Text shown below:
Whether a firm can act as the organizer of an ecosystem, a platform or not creates or limits business model opportunities, especially around “how” a firm earns its money. Keep in mind that most businesses, most of the time, have a “pipeline” or pipes  revenue model. 


It is not an easy analogy. Some might say the issue of who pays matters, in that regard. Some might point to new services as an area where telcos actually do operate in a two-sided market, as do media companies. 


Sales volumes and product relevance matter for any revenue model, for any firm. Additional issues, such as scale and value creation, are important for platforms. For a platform, scale leads to more value creation. For a pipeline model, scale leads to lower unit costs. 


A real platform creates value that is directly supplied by its users, rather than created by a product supplier. Recommendations, for example, add value to platform buyers and are directly created by users, not the platform or the sellers using the platform. 


Consumers and producers can swap roles on a platform. Users can ride with Uber today and drive for it tomorrow; travelers can stay with AirBNB one night and serve as hosts for other customers the next. Customers of pipe businesses--an airline, router or phone suppliers, grocery stores-- cannot do so.


Some day, efforts might again be made to create platforms for the parts of the connectivity business. It will remain a difficult challenge. Any telco hoping to become "the" platform for trading would have to be a carrier-neutral broker, and not be an owner and operator of network services in a direct sense.


By definition, that calls for a neutral third party. So it will remain difficult for any single telco to emerge as a universal platform.


Sunday, February 21, 2021

Scale Means Something Different for Platforms

Scale matters for any business, but has outsized returns for platform businesses. Simply, a pipeline business, which produces and sells a product, gains unit cost advantages from scale. 


A platform, on the other hand, gains unit cost advantages from growing scale, but really profits from a non-linear increase in value for end users, which leads to more transactions, typically. To put it another way, a typical firm gains when it sells more of whatever it aims to sell. 

source: Linkedstarsblog 


A platform gains when its members and participants buy and sell more of whatever they desire to sell or buy. 


Platforms use a different business model from typical pipeline businesses, in other words. A pipeline business gains from selling more units. A platform gains by adding more participants, facilitating more transactions, embracing more solutions and satisfactions for users. 


Digital-based applications platform firms scale so fast in part because of the economics of producing software, which has close to zero marginal cost at scale. Producing and distributing the next unit of a software product is quite low. 


Digital marketplaces and platforms also scale fast because they orchestrate the commercial use of assets owned by third parties. Amazon does not manufacture the products it sells. Uber does not own the fleets of autos that its driver partners use. Airbnb does not own the rooms that its users rent from participant suppliers.
End of Text shown.
Problem requirements:
Copy the passage on platforms and scale, beginning at "Sunday, February 21, 2021" and stopping after "aims to sell.", and swap each "unit cost advantages" for "cost efficiencies".
Data to examine below:
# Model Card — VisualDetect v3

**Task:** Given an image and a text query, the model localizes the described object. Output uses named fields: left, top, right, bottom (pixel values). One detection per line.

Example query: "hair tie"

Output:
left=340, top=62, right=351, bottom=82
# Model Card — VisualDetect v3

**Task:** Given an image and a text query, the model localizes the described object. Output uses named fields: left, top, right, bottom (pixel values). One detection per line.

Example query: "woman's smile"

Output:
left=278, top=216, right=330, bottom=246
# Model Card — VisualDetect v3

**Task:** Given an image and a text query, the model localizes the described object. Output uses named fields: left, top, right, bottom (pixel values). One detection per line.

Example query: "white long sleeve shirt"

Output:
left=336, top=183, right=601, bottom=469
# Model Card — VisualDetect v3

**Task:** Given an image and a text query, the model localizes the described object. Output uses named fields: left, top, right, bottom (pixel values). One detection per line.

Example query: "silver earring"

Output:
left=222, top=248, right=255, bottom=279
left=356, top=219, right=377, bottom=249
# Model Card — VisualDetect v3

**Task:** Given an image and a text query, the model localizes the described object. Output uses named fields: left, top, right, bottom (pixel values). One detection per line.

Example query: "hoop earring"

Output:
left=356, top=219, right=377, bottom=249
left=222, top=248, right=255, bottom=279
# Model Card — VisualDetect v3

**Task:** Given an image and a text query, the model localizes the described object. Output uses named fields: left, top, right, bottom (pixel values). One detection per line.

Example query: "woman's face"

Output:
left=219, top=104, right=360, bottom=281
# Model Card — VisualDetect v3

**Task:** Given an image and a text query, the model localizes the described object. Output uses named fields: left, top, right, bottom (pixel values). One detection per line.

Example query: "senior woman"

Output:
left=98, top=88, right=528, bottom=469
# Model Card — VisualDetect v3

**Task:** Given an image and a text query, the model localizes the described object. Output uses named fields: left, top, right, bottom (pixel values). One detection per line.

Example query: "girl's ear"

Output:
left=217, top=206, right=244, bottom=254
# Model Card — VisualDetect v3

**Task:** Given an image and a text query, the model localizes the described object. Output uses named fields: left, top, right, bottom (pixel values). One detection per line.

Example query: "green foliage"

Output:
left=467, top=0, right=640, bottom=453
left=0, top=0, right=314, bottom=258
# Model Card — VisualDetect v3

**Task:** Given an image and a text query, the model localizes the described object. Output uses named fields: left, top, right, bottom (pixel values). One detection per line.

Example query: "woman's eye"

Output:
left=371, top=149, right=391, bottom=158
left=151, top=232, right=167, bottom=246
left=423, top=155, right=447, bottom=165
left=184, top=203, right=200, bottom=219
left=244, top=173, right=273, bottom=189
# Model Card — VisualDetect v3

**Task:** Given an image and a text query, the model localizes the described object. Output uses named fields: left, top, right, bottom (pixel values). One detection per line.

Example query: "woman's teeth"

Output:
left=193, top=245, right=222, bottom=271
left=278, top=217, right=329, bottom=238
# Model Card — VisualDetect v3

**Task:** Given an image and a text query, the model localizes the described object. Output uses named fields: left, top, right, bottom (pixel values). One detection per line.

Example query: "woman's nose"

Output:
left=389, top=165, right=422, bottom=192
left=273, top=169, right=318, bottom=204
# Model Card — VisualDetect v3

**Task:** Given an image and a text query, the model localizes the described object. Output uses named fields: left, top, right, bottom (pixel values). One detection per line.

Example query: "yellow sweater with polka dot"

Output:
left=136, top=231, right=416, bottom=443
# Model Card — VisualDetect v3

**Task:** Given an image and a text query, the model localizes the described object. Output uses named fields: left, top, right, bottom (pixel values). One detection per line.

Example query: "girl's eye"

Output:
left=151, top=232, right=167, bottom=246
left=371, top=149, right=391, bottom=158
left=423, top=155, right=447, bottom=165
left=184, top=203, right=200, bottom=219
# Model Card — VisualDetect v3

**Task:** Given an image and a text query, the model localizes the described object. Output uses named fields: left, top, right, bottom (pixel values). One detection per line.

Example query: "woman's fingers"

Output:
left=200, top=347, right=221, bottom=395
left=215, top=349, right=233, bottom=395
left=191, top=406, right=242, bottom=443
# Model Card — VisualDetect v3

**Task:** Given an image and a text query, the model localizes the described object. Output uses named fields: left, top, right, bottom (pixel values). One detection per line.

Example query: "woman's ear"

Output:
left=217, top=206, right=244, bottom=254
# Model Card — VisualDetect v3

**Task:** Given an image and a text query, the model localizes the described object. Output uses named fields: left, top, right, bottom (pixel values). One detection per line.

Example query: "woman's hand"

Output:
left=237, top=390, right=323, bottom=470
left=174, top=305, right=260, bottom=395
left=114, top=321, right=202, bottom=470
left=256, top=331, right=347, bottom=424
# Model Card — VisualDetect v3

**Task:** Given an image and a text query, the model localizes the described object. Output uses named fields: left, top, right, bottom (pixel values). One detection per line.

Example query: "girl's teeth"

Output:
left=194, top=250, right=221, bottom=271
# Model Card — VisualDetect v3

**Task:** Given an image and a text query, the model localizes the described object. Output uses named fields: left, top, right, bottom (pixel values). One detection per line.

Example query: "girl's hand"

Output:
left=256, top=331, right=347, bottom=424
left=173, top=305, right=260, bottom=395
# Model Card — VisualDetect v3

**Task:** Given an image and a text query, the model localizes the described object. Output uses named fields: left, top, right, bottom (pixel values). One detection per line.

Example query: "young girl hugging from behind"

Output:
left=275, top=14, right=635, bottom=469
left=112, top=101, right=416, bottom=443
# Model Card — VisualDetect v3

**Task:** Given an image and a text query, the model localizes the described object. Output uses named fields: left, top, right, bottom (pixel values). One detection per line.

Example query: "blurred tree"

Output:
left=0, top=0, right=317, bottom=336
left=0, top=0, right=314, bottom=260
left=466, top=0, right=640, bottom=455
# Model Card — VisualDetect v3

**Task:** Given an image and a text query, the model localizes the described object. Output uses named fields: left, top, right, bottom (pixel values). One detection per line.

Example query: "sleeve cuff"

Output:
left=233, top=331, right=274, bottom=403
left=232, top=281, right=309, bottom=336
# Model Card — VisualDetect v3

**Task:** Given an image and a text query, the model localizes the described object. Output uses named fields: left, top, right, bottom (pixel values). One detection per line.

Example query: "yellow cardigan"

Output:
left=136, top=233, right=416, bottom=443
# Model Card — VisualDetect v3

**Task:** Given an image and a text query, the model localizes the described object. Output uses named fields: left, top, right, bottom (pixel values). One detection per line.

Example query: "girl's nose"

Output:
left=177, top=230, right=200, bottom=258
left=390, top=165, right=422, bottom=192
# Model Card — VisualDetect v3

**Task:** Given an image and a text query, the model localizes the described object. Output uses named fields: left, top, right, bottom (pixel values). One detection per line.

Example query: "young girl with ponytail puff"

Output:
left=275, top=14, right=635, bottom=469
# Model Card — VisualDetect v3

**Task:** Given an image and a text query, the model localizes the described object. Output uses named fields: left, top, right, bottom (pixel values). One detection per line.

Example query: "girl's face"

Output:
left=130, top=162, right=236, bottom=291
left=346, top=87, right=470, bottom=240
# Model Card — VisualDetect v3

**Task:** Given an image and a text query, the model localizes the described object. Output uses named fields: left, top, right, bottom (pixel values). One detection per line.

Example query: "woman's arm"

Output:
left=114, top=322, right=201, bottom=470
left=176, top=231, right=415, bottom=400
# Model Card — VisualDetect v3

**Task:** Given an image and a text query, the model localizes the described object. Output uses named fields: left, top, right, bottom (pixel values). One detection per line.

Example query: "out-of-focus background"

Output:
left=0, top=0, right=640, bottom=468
End of Data to examine.
Solution to this exercise:
Sunday, February 21, 2021

Scale Means Something Different for Platforms

Scale matters for any business, but has outsized returns for platform businesses. Simply, a pipeline business, which produces and sells a product, gains cost efficiencies from scale. 


A platform, on the other hand, gains cost efficiencies from growing scale, but really profits from a non-linear increase in value for end users, which leads to more transactions, typically. To put it another way, a typical firm gains when it sells more of whatever it aims to sell.